- _SOURCE TEXT_
····················

After the poems comes a ‘Timeline’ a four-page essay on Richier and sculpture and finally a page of ‘Notes’, which is in effect a booklist of further reading.

‘We must have the courage of our peculiarities’, says Marianne Moore, according to another footnote. In this pamphlet where format is interesting and different, Festing strives to honour what she loves and ends the final poem with, ‘You refuse to be unsung’.

Peter Wallis

 


The work in progress: celebrating the creative process

‘Art […] suggests something beyond itself. We cannot be finished with it.’ This note underneath one of Festing’s poems captures her attitude towards the creative process — it is something constantly ongoing and of great creative value. It is not finished products with which Festing is concerned, but the process of creation itself.

White Queen’s Last Stand explores the life and art of French sculptor, Germaine Richier. Throughout the pamphlet Festing explores Richier’s creative process. In ‘Check But Not Mate’, Festing details how Richier created her sculpture Chessboard (Grande):

Grappling with cancer,
what could she do

but burn like driftwood
brilliantly.

Brooding on her chessmen—
Rook, Knight, Fool, King, Queen,

She built life-size simulacrums
gave them gesture.

Underneath the poem is a note detailing Festing’s own creative process: ‘On another visit to the Tate, I stood in front of Chessboard (Grande) with a plain sheet of paper fixed to a plastic folder. Moving around the sculptures, I made pencil sketches of them.’ Indeed, Festing uses notes and diary extracts under many of the poems here. Underneath ‘L’Atelier D’Antoine Bourdelle’, for example, Festing notes: ‘Form is secreted by process, like our bodies. Form is secreted by experience, says improvisational musician Stephen Nachmanovitch.’

This is poetry as biography, and the footnotes mean it’s also a work of autobiography, with Festing detailing her thinking and how she went about writing her poems. In ‘L’Atelier’, Festing describes Richier’s workshop as ‘her belly, her womb, / where young are conceived and grown.’

In a note under ‘The Couple’, Festing references John Cage who ‘said that he was not interested in art as self-expression but as self-alteration’. By making visible both Richier’s creative process and her own, Festing reveals the creative process as an act of self-creation and self-assertion. This is a fascinating pamphlet, which offers a glimpse into the creative life-force of not just Germaine Richier but also Sally Festing herself.

····················

- _EXTRACTED MATERIAL_
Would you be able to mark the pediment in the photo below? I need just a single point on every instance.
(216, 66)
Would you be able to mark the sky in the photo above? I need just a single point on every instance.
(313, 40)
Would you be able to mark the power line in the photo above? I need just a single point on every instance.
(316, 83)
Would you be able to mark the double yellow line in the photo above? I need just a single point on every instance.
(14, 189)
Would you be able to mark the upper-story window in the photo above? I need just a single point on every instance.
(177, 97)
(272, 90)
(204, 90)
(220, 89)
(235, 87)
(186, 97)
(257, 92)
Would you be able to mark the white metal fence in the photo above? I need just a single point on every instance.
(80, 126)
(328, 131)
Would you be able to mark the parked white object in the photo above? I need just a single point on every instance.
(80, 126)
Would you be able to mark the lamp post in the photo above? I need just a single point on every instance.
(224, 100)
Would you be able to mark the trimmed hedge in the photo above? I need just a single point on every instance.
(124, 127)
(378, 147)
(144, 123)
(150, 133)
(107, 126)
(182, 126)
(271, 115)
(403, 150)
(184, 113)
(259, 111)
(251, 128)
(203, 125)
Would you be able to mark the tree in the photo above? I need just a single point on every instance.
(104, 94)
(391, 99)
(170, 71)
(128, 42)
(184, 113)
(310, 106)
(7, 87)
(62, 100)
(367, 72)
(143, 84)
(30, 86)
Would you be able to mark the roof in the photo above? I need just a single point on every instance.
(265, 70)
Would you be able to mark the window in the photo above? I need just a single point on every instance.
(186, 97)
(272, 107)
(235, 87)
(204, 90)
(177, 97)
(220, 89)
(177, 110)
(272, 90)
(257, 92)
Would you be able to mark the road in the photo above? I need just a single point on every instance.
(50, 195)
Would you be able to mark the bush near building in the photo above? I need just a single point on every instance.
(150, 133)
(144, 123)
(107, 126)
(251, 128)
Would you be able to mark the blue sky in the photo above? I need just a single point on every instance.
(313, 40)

····················

- _WHAT YOU WILL DO_
Pick up the review of the Germaine Richier pamphlet after its last sentence and continue it. The records play no part in what is asked here.

- _RESULT FOR THIS EXERCISE_
Isabelle Thompson

When poet and subject merge

This pamphlet is in homage to the sculptor, Germaine Richier, her life and work. In the first poem ‘The Vine-Grower’s Daughter’ a strange synthesis is created between poet and sculptor. The girl Germaine Richier is on a beach in the Midi with her family:

She cut runes in the sand —
   ‘des étangs’, littoral lines.
   Drew circles with a stick.
        It's what kids do.
              What I did too, laying down bones

   beside the slate blue sea

Suddenly there is a young Sally Festing on a Norfolk beach and later:

I took a barefoot run
on mud-cracked hexagons.

The days were long.
        There was so much,
        so much time. 

The last two lines of this poem are Richier again but really by now the two girls / women seem one:

        Look! I made a perfect sun.
She balled her fists, signed GERMAINE.

What an amazing beginning to the pamphlet.

I felt myself propelled into the artistic life of the sculptor, who appeared before me, it seemed, as if there was no filter. A rhythm is created, there is urgency: life events, the war years and always the work seen as a battle. In ‘L’Atelier’, the sculptor is at work. The poet speaks of her with complete authority:

This is her world with her figures.
It varies — she laughs. Despairs.

When the hole in her gut feels small
and the sun shines in, she gives them buddings.

When the hurricane whistles through,
she knows what it’s like and punctures.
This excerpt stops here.